▶

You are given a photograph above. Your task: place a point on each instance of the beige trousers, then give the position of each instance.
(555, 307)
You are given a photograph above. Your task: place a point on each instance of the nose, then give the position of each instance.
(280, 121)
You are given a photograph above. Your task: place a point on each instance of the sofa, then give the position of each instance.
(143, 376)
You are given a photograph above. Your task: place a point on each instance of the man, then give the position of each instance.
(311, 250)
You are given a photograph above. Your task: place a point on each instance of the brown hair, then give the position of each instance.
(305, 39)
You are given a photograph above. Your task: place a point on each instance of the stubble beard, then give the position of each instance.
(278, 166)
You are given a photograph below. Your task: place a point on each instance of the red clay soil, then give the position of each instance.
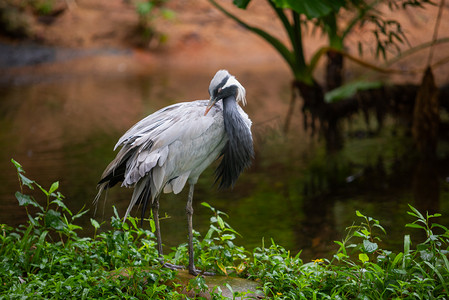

◀

What you write should match, word for word, the lines from the one containing "beard, then give the position of each instance." to the end of the listing, with both ends kept and the pictures left out.

You are given a photograph above. Your task: place a point on each instance of the stubble beard, then give the position of each instance.
(278, 166)
You are given a photograph below. Your task: place a point on each instance of the red clay soil, then give the position of each instance.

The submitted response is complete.